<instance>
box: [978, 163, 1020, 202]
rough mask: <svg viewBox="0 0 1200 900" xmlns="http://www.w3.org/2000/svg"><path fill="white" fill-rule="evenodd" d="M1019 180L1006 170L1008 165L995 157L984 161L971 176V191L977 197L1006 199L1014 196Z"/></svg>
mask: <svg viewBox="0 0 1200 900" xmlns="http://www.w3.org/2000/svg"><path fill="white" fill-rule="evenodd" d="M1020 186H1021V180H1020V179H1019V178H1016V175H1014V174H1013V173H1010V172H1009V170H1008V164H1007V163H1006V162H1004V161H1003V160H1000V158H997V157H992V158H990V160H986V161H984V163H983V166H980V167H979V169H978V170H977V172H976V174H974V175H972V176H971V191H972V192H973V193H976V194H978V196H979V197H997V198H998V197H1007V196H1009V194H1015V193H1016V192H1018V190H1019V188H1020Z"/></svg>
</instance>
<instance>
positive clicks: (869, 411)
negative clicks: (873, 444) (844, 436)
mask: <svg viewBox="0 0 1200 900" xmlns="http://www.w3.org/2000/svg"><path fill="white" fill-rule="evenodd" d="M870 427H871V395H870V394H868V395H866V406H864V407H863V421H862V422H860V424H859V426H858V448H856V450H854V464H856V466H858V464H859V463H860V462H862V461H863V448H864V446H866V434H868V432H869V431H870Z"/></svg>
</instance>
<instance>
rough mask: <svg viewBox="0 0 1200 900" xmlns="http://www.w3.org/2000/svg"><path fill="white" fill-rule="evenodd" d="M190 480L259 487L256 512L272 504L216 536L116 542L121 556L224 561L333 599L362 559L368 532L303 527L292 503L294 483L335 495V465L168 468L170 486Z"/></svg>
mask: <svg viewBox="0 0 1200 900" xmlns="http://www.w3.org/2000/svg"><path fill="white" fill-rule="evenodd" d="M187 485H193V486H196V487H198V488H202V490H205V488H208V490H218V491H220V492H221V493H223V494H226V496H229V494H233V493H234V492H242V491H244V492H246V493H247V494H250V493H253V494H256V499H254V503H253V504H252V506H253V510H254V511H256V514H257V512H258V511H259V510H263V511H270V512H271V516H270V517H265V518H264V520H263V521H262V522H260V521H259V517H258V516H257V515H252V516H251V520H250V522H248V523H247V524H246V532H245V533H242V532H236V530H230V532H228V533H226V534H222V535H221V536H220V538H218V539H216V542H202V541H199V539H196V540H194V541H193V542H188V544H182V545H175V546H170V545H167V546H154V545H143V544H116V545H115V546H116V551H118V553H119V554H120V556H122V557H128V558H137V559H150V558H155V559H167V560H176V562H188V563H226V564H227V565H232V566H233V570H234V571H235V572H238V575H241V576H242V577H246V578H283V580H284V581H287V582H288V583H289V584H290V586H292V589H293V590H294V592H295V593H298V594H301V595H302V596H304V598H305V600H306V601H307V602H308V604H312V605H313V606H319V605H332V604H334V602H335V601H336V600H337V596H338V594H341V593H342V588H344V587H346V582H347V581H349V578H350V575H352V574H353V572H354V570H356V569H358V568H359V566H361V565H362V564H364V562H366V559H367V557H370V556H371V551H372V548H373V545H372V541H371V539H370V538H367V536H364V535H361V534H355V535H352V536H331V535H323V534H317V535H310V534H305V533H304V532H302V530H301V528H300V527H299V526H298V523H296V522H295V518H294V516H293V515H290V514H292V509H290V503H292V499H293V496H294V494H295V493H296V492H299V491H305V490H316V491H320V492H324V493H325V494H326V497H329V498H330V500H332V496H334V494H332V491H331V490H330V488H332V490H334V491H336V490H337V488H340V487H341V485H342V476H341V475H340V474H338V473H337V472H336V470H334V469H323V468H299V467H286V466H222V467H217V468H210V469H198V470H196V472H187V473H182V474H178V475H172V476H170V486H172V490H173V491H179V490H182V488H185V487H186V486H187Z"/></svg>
++++++++++++++++++++
Task prompt — Retype the whole listing above exactly as it appears.

Exercise result —
<instance>
box: [978, 163, 1020, 202]
rough mask: <svg viewBox="0 0 1200 900" xmlns="http://www.w3.org/2000/svg"><path fill="white" fill-rule="evenodd" d="M1019 180L1006 170L1008 165L995 157L984 161L971 176V191L977 197L1006 199L1014 196Z"/></svg>
mask: <svg viewBox="0 0 1200 900" xmlns="http://www.w3.org/2000/svg"><path fill="white" fill-rule="evenodd" d="M1020 186H1021V180H1020V179H1019V178H1016V175H1014V174H1013V173H1010V172H1009V170H1008V164H1007V163H1006V162H1004V161H1003V160H1000V158H997V157H992V158H990V160H986V161H984V163H983V166H980V167H979V169H978V170H977V172H976V174H974V175H972V176H971V191H972V192H973V193H976V194H978V196H979V197H997V198H998V197H1007V196H1009V194H1015V193H1016V192H1018V190H1019V188H1020Z"/></svg>
</instance>
<instance>
positive clicks: (869, 411)
negative clicks: (873, 444) (844, 436)
mask: <svg viewBox="0 0 1200 900" xmlns="http://www.w3.org/2000/svg"><path fill="white" fill-rule="evenodd" d="M870 427H871V395H870V394H868V395H866V406H864V407H863V421H862V422H860V424H859V426H858V448H856V450H854V464H856V466H858V464H859V463H860V462H862V461H863V448H864V446H866V434H868V432H869V431H870Z"/></svg>
</instance>
<instance>
rough mask: <svg viewBox="0 0 1200 900" xmlns="http://www.w3.org/2000/svg"><path fill="white" fill-rule="evenodd" d="M190 480L259 487L256 512L272 504L216 536L116 542L121 556L224 561L333 599L362 559L368 532L303 527L292 503L294 483L335 495V465L168 468L170 486Z"/></svg>
mask: <svg viewBox="0 0 1200 900" xmlns="http://www.w3.org/2000/svg"><path fill="white" fill-rule="evenodd" d="M187 485H193V486H196V487H198V488H202V490H205V488H208V490H218V491H220V492H221V493H223V494H226V496H229V494H233V493H234V492H242V491H244V492H246V493H247V494H250V493H253V494H256V499H254V503H253V504H252V506H253V510H254V511H256V514H257V512H258V511H259V510H263V511H270V512H271V516H270V517H265V518H264V520H263V521H262V522H260V521H259V517H258V516H257V515H252V516H251V520H250V522H248V523H247V524H246V532H245V533H242V532H236V530H230V532H228V533H226V534H222V535H221V536H220V538H218V539H216V542H202V541H199V539H196V540H194V541H193V542H188V544H182V545H175V546H170V545H167V546H154V545H143V544H116V545H115V546H116V551H118V553H119V554H120V556H122V557H128V558H137V559H150V558H155V559H167V560H176V562H188V563H226V564H227V565H232V566H233V570H234V571H235V572H238V575H241V576H242V577H246V578H283V580H284V581H287V582H288V583H289V584H290V586H292V589H293V590H294V592H295V593H298V594H301V595H302V596H304V598H305V600H306V601H307V602H308V604H312V605H313V606H319V605H332V604H334V602H335V601H336V600H337V596H338V594H341V593H342V588H344V587H346V582H347V581H349V578H350V575H352V574H353V572H354V570H356V569H358V568H359V566H361V565H362V564H364V562H366V559H367V557H370V556H371V551H372V548H373V545H372V541H371V539H370V538H367V536H364V535H361V534H355V535H352V536H331V535H323V534H317V535H310V534H305V533H304V532H302V530H301V528H300V527H299V526H298V523H296V522H295V518H294V516H293V515H290V514H292V509H290V503H292V499H293V496H294V494H295V493H296V492H299V491H305V490H316V491H320V492H324V493H325V494H326V497H329V498H330V500H332V496H334V494H332V491H331V490H330V488H332V490H334V491H336V490H337V488H340V487H341V485H342V476H341V475H340V474H338V473H337V472H336V470H334V469H323V468H299V467H286V466H222V467H217V468H210V469H198V470H196V472H187V473H182V474H178V475H172V476H170V486H172V490H173V491H179V490H182V488H185V487H186V486H187Z"/></svg>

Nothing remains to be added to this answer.